> [WORK REQUEST]:
In the entries that follow, the first line to write out is the one containing "Target: brown moorland vegetation", and the last is the one containing "sample | [96, 85]". Reproduce that stretch exactly, with nothing before or after it.

> [PROVIDED RECORDS]:
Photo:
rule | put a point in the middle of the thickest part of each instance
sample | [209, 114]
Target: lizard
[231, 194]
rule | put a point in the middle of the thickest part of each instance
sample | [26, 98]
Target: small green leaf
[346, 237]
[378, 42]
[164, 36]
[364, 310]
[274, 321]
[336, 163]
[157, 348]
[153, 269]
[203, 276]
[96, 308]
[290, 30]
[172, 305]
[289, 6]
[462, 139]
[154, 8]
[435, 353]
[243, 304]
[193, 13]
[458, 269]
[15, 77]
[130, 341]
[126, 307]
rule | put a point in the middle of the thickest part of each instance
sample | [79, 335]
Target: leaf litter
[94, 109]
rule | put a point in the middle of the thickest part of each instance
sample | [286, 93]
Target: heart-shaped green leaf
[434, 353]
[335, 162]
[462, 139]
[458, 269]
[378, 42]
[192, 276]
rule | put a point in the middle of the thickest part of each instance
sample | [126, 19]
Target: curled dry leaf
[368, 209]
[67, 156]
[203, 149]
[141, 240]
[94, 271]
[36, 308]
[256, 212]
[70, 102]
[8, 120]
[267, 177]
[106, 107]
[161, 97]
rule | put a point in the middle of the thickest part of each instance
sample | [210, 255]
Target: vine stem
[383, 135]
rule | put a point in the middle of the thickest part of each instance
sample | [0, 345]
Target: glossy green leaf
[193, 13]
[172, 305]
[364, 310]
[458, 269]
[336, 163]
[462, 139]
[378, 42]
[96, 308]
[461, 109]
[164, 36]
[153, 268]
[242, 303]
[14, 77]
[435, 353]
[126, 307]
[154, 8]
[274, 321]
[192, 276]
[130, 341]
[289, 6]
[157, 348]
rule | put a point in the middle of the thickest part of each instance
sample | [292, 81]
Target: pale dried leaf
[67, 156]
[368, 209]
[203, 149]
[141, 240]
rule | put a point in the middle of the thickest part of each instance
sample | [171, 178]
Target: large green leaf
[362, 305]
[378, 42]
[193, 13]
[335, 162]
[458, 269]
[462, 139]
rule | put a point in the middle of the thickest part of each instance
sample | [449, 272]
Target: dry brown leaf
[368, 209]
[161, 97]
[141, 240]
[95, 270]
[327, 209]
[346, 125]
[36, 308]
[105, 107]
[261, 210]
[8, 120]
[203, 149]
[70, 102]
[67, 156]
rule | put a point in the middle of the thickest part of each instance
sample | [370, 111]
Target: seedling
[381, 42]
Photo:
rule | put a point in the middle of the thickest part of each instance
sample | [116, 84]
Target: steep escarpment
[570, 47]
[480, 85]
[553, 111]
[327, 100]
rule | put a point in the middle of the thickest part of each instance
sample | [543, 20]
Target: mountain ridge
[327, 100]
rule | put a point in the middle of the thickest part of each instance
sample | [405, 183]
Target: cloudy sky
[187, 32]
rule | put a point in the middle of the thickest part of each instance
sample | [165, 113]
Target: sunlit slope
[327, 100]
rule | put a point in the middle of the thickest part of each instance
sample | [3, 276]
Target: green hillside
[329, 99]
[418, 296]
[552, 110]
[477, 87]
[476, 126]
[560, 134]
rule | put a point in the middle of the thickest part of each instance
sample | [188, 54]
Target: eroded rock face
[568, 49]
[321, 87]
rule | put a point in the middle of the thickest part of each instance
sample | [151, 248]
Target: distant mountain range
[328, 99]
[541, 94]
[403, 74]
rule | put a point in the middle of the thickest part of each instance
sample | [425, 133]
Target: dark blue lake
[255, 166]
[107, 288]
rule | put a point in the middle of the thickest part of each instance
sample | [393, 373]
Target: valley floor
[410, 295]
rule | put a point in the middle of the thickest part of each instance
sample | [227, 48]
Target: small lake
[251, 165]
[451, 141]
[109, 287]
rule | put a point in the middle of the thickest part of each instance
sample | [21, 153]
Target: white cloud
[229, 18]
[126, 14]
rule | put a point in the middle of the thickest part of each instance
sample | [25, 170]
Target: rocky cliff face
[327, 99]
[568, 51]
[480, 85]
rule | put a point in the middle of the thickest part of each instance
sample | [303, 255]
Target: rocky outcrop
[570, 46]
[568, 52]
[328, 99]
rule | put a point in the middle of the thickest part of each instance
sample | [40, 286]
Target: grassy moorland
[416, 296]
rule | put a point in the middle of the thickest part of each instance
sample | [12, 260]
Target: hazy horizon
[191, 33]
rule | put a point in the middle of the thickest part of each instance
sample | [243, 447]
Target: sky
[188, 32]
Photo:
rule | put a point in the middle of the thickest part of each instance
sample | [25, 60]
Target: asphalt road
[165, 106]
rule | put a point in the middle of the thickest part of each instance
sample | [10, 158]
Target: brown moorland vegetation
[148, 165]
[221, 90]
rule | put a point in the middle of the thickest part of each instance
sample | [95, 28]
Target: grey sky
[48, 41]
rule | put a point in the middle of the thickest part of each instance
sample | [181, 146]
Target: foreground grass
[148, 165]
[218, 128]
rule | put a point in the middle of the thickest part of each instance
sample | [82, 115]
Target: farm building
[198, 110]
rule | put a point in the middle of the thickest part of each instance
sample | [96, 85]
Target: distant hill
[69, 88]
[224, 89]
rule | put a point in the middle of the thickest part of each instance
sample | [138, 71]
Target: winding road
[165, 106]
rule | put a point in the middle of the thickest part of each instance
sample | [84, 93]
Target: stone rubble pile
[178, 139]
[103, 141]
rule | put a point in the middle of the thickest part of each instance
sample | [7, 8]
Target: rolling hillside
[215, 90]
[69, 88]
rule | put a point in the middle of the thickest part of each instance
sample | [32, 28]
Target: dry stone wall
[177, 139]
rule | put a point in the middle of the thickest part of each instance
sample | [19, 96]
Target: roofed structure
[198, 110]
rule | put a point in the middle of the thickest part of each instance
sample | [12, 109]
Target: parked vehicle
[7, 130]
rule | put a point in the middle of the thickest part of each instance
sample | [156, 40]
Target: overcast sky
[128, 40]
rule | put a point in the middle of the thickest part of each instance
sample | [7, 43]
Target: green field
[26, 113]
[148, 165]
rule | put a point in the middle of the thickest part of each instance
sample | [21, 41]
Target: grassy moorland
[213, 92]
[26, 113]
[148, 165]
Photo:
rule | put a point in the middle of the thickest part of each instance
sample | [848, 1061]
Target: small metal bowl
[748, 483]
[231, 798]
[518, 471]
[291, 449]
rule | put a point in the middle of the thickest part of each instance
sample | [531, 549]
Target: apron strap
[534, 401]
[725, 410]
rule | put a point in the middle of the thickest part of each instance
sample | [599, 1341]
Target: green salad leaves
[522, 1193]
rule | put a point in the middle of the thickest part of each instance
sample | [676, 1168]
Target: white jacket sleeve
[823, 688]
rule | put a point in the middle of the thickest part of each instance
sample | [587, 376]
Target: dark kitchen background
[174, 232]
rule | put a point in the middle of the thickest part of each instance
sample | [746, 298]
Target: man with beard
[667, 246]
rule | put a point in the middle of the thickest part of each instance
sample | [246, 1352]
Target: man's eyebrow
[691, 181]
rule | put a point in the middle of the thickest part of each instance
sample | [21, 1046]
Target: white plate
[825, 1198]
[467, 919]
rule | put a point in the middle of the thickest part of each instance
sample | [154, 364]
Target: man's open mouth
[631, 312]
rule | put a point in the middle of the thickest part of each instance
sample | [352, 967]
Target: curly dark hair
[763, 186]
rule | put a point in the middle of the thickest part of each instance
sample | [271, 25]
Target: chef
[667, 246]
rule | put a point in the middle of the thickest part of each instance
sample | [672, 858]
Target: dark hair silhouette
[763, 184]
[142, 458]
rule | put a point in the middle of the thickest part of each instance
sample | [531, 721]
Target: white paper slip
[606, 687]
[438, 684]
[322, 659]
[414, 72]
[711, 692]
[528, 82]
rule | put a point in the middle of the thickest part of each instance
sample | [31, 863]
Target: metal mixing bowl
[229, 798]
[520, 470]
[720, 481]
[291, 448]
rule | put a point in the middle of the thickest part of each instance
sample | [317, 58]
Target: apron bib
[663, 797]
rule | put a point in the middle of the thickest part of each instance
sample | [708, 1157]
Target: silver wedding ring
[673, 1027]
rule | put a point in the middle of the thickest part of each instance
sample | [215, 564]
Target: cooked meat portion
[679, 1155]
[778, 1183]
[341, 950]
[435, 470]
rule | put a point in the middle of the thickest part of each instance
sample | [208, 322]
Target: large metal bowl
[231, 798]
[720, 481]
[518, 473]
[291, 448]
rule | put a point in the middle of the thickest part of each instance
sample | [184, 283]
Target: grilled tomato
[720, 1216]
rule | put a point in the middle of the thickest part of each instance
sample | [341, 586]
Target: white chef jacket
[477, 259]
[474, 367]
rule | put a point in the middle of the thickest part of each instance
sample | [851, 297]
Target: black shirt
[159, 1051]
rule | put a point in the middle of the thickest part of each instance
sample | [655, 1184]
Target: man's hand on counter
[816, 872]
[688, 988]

> [TASK RESULT]:
Target: brown moorland vegetation
[148, 165]
[221, 90]
rule | put a point in the middle of the thickest part of each instance
sample | [95, 28]
Target: grey sky
[48, 41]
rule | put a point in the middle of the thickest part of each instance
sample | [181, 146]
Target: foreground grass
[148, 165]
[218, 128]
rule | put a point in the middle of the thickest part of each instance
sample | [82, 115]
Target: farm building
[198, 110]
rule | put a point in the middle of the thickest part of each instance
sample | [96, 85]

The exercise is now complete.